----- Excerpt to read -----

Modeling the Path of Structural Strategic Deterrence: A Sand Table Simulation and Research Report on China's Military-Industrial Capability System against the United States Based on Rare Earth Supply Disconnection
Wei Meng

TL;DR
This paper develops a simulation framework to evaluate how China's rare earth export restrictions can strategically deter U.S. military capabilities by modeling supply disruptions and their effects on key defense systems over time.
Contribution
It introduces a novel multi-layer modeling framework integrating graph neural networks and LSTM to assess strategic deterrence via rare earth supply control.
Findings
A ten-year export ban causes significant capability lag in U.S. military systems.
Disruption leads to a 3-5 year technological disconnect and 8-12 year capability lag.
Economic impact averages 35-40 billion USD annually.

----- Given records -----

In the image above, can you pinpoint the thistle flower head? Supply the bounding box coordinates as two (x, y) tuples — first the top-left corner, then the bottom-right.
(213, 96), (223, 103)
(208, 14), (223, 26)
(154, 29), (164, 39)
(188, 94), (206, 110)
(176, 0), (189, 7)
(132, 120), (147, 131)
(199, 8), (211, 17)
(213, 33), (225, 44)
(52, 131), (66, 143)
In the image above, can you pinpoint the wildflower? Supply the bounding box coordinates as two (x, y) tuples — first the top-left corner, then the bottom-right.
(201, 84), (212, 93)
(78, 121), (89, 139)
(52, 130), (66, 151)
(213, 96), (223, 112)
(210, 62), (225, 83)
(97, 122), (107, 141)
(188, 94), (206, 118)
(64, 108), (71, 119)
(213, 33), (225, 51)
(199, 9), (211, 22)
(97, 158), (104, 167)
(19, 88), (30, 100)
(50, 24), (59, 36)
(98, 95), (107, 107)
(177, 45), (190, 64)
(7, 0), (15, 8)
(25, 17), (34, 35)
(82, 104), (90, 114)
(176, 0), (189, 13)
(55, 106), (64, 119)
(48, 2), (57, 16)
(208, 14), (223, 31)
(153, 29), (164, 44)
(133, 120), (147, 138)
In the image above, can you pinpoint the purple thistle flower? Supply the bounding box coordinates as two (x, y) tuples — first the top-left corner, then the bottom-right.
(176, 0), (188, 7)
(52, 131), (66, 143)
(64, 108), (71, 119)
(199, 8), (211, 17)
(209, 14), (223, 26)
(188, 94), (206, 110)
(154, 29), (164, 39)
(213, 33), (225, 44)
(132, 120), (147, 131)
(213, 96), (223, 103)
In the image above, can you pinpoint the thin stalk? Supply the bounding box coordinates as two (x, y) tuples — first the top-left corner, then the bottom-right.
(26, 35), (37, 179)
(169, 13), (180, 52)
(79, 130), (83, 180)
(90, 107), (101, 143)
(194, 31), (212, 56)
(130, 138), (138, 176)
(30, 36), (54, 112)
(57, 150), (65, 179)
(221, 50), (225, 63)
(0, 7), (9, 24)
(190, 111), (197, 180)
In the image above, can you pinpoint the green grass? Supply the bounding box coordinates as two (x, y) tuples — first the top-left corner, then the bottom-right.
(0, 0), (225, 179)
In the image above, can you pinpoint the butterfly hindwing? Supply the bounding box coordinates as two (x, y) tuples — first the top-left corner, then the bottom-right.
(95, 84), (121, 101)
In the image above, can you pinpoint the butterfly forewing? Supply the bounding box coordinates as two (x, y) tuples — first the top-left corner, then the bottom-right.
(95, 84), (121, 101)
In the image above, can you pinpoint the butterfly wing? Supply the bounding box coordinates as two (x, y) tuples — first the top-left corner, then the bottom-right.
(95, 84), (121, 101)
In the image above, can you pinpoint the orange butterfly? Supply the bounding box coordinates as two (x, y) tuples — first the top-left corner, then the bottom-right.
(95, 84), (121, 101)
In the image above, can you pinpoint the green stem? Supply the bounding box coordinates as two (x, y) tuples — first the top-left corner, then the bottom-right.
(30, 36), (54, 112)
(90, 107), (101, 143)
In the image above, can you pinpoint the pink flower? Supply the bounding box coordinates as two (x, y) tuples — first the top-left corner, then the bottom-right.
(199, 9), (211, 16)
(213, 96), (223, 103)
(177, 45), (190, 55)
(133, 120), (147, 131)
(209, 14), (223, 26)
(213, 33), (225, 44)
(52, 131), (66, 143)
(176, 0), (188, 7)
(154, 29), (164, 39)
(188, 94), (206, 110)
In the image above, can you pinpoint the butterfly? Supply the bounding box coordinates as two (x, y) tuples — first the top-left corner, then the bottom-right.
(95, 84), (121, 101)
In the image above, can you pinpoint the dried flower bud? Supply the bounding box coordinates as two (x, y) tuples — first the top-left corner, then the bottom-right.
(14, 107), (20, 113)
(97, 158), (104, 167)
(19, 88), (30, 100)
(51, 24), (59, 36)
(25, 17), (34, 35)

-----

Problems:
• A. Reproduce word for word the passage of the rare earth deterrence summary from "Contribution" to "billion USD annually.".
• B. Quote the records from the line with "In the image above, can you pinpoint the green stem?" through the end of the records, both ends included.

Written answers:
• A.
Contribution
It introduces a novel multi-layer modeling framework integrating graph neural networks and LSTM to assess strategic deterrence via rare earth supply control.
Findings
A ten-year export ban causes significant capability lag in U.S. military systems.
Disruption leads to a 3-5 year technological disconnect and 8-12 year capability lag.
Economic impact averages 35-40 billion USD annually.

• B.
In the image above, can you pinpoint the green stem? Supply the bounding box coordinates as two (x, y) tuples — first the top-left corner, then the bottom-right.
(30, 36), (54, 112)
(90, 107), (101, 143)
In the image above, can you pinpoint the pink flower? Supply the bounding box coordinates as two (x, y) tuples — first the top-left corner, then the bottom-right.
(199, 9), (211, 16)
(213, 96), (223, 103)
(177, 45), (190, 55)
(133, 120), (147, 131)
(209, 14), (223, 26)
(213, 33), (225, 44)
(52, 131), (66, 143)
(176, 0), (188, 7)
(154, 29), (164, 39)
(188, 94), (206, 110)
In the image above, can you pinpoint the butterfly? Supply the bounding box coordinates as two (x, y) tuples — first the top-left corner, then the bottom-right.
(95, 84), (121, 101)
In the image above, can you pinpoint the dried flower bud? Supply the bounding box coordinates as two (x, y) tuples — first the top-left corner, then the bottom-right.
(14, 107), (20, 113)
(97, 158), (104, 167)
(19, 88), (30, 100)
(51, 24), (59, 36)
(25, 17), (34, 35)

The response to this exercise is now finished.